Output the data exactly, with every line intact.
>>>
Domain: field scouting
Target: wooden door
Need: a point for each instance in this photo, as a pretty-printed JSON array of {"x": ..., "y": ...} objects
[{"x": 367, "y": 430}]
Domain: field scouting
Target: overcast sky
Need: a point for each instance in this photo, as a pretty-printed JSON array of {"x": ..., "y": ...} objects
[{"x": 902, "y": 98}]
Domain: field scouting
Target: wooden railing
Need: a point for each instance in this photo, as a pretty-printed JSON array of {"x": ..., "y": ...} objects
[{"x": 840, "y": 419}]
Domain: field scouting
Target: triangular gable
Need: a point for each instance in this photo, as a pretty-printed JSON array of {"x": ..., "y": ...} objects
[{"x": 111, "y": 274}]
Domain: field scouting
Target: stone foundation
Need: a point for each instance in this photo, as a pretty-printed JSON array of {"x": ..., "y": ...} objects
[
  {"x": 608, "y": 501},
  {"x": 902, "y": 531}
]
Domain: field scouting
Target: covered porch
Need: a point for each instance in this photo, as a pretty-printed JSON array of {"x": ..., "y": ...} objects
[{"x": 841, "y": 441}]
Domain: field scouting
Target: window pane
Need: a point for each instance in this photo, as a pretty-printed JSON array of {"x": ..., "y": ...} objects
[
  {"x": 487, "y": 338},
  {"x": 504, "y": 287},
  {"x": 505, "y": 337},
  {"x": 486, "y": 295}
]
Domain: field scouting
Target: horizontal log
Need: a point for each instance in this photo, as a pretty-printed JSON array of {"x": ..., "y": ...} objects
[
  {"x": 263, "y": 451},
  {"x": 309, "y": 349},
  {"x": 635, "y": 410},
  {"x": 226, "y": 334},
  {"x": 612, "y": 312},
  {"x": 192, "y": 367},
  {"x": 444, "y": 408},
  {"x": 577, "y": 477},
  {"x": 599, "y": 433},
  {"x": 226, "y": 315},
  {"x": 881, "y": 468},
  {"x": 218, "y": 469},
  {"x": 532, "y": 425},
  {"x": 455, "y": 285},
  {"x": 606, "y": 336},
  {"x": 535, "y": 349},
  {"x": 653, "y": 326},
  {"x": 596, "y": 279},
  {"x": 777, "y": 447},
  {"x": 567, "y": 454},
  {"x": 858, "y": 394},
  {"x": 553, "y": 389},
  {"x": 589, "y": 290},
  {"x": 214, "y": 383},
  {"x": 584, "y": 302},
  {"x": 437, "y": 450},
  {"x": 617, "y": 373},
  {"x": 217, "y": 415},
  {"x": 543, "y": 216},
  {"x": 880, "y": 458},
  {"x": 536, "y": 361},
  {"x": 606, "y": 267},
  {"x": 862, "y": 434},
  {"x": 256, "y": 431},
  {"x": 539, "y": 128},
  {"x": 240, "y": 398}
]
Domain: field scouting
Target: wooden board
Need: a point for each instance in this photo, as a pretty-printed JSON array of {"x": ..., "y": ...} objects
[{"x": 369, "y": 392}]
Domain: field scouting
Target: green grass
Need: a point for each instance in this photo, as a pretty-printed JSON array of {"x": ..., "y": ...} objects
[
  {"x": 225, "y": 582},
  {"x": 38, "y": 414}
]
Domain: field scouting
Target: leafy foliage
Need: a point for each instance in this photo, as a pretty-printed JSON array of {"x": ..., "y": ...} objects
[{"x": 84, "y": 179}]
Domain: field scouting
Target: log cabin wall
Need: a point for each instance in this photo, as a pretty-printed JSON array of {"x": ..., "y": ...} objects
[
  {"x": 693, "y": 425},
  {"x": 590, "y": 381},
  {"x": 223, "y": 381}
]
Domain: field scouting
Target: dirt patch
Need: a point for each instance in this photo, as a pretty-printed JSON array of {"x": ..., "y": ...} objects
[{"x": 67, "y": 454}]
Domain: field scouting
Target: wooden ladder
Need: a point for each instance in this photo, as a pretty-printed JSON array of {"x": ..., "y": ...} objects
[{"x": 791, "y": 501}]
<<<
**The result**.
Domain: field scouting
Target: wooden door
Need: a point for each instance in this photo, as a pretty-printed JSON array of {"x": ..., "y": ...} objects
[{"x": 367, "y": 430}]
Domain: field scouting
Target: overcast sky
Need: a point for each instance in this photo, as a pretty-printed JSON array of {"x": ..., "y": ...} objects
[{"x": 902, "y": 98}]
Domain: field scouting
Target: wooden railing
Need: a point for each instance in this photo, as a pretty-printed JSON array of {"x": ..., "y": ...} objects
[{"x": 840, "y": 419}]
Domain: field scouting
Target: triangular gable
Need: a point for each instance in this photo, as a pretty-printed JSON array of {"x": ..., "y": ...} objects
[{"x": 111, "y": 274}]
Domain: field scouting
Target: stone foundation
Need: a point for each instance in this photo, as a pretty-printed JSON array of {"x": ..., "y": ...} objects
[
  {"x": 608, "y": 501},
  {"x": 902, "y": 531}
]
Domain: field scouting
Target: covered porch
Need: a point for each instance in this photo, as a pretty-printed JSON array of {"x": ..., "y": ...} objects
[{"x": 841, "y": 441}]
Domain: field scouting
Target: window pane
Need: a point for each instance in this photo, as a pretty-printed JSON array of {"x": ..., "y": ...} objects
[
  {"x": 487, "y": 338},
  {"x": 504, "y": 287},
  {"x": 505, "y": 337},
  {"x": 486, "y": 295}
]
Domain: field scouting
Target: horizontal log
Need: a point for each instance in this photo, as a pretty-printed JSON array of {"x": ..., "y": ...} objects
[
  {"x": 263, "y": 451},
  {"x": 309, "y": 349},
  {"x": 635, "y": 410},
  {"x": 226, "y": 334},
  {"x": 612, "y": 312},
  {"x": 192, "y": 367},
  {"x": 444, "y": 408},
  {"x": 577, "y": 477},
  {"x": 599, "y": 433},
  {"x": 226, "y": 315},
  {"x": 881, "y": 468},
  {"x": 218, "y": 469},
  {"x": 532, "y": 425},
  {"x": 455, "y": 285},
  {"x": 606, "y": 336},
  {"x": 535, "y": 349},
  {"x": 653, "y": 326},
  {"x": 596, "y": 279},
  {"x": 777, "y": 447},
  {"x": 567, "y": 454},
  {"x": 858, "y": 394},
  {"x": 553, "y": 389},
  {"x": 589, "y": 290},
  {"x": 214, "y": 383},
  {"x": 584, "y": 302},
  {"x": 437, "y": 450},
  {"x": 617, "y": 373},
  {"x": 217, "y": 415},
  {"x": 543, "y": 216},
  {"x": 880, "y": 458},
  {"x": 536, "y": 361},
  {"x": 606, "y": 267},
  {"x": 862, "y": 434},
  {"x": 256, "y": 431},
  {"x": 539, "y": 128},
  {"x": 240, "y": 398}
]
Domain: field scouting
Target: wooden board
Need: a point for each instance in this photo, as a pretty-printed JSON array of {"x": ..., "y": ...} objects
[{"x": 369, "y": 392}]
Domain: field scouting
Target: green grass
Need: a point for each instance in this photo, as a pretty-printed JSON array of {"x": ..., "y": ...} objects
[
  {"x": 225, "y": 582},
  {"x": 38, "y": 414}
]
Domain: field scouting
Target: leafy foliage
Need: a point for each instance in this photo, as a pretty-printed JSON array of {"x": ..., "y": ...} objects
[{"x": 84, "y": 179}]
Domain: field scouting
Target: log cabin wall
Need: a point for each instance in this photo, as a pretty-printed JSON array of {"x": ..., "y": ...} objects
[
  {"x": 693, "y": 425},
  {"x": 590, "y": 381},
  {"x": 223, "y": 381}
]
Domain: field scouting
Target: dirt patch
Need: a point for each instance in this photo, as a pretty-printed JSON array of {"x": ..., "y": ...} objects
[{"x": 67, "y": 454}]
Domain: field scouting
Target: wooden ladder
Need: a point for each instance in this photo, as a pretty-printed JSON array of {"x": ..., "y": ...} objects
[{"x": 791, "y": 501}]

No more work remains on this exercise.